Problem a:
In the Tokyo observation deck text, how long does the elevator take to reach the observation decks?

In an over-priced city such as Tokyo, getting a freebie is rare and the Observation Decks of the Tokyo Metropolitan Government Office Building in Shinjuku is a real pleasure.
We set out early one Saturday, hoping to still spot the elusive Mount Fuji while the winter morning skies were still crispy and clear.
Wandering just two city blocks north of the insanely crowded Shinjuku station, an unexpected quietness greeted us. Wide, empty sidewalks and quiet streets. One can only wonder what this place is like the rest of the week. The escape from the ever-present crowds was truly a delight.
The imposing, cathedral-like Tochō rises up to 48 floors, splitting at the 33rd into symmetrical towers. The observation decks on the 45th floor, reached by an elevator in 55 seconds, have apparently now superseded Tokyo Tower as the premier vantage point over the city. A nice touch is the larger than life panoramic photos above each observation window, with symbols pointing out the better-known landmarks. Even though the views of the city were wonderful, we were somewhat unmoved by it all after our Yokohama experience. Being on top of the tallest building in Japan may have that effect I suppose.

Problem b:
In each of the entries below, replace "outline each instance" with "trace every instance" and write the lines out again with nothing else changed.

Given data:
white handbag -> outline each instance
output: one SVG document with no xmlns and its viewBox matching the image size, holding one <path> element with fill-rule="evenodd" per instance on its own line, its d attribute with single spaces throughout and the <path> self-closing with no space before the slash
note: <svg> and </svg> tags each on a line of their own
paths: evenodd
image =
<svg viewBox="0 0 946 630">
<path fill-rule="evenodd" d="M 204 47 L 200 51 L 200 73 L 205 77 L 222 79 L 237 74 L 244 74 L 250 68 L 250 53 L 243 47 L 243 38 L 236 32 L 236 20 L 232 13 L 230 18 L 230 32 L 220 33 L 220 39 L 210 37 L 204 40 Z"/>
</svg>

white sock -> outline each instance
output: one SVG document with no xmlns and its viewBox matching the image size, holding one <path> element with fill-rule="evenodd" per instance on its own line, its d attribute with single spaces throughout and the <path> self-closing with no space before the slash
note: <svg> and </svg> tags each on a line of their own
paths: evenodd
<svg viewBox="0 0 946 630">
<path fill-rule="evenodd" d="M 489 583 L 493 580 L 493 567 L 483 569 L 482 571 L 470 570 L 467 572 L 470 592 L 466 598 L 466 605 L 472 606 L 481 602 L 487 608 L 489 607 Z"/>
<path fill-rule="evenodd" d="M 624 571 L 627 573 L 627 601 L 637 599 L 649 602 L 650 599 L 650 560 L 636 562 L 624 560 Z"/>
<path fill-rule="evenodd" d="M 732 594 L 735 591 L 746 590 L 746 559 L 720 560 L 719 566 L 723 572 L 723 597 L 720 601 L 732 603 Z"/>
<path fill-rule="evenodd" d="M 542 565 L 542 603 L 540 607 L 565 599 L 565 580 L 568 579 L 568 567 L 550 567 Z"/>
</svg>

Output a:
55 seconds

Output b:
white handbag -> trace every instance
output: one SVG document with no xmlns and its viewBox matching the image size, holding one <path> element with fill-rule="evenodd" per instance on its own line, its d attribute with single spaces throughout and the <path> self-closing with no space before the slash
note: <svg> and </svg> tags each on a line of their own
paths: evenodd
image =
<svg viewBox="0 0 946 630">
<path fill-rule="evenodd" d="M 204 47 L 200 51 L 200 73 L 205 77 L 222 79 L 237 74 L 244 74 L 250 68 L 250 53 L 243 47 L 243 38 L 236 32 L 236 20 L 232 13 L 230 18 L 230 32 L 220 33 L 220 39 L 210 37 L 204 40 Z"/>
</svg>

white sock -> trace every instance
output: one SVG document with no xmlns and its viewBox matching the image size, holding one <path> element with fill-rule="evenodd" per instance on its own line, its d attribute with single spaces throughout and the <path> self-closing with no space before the slash
note: <svg> and </svg> tags each on a line of their own
paths: evenodd
<svg viewBox="0 0 946 630">
<path fill-rule="evenodd" d="M 489 583 L 493 580 L 493 567 L 483 569 L 482 571 L 470 570 L 467 572 L 470 592 L 466 598 L 466 605 L 472 606 L 481 602 L 487 608 L 489 607 Z"/>
<path fill-rule="evenodd" d="M 624 571 L 627 573 L 627 601 L 637 599 L 649 602 L 650 599 L 650 560 L 636 562 L 624 560 Z"/>
<path fill-rule="evenodd" d="M 732 594 L 735 591 L 746 590 L 746 559 L 720 560 L 719 566 L 723 572 L 723 597 L 720 601 L 732 603 Z"/>
<path fill-rule="evenodd" d="M 542 565 L 542 603 L 540 607 L 565 599 L 565 580 L 568 579 L 568 567 L 550 567 Z"/>
</svg>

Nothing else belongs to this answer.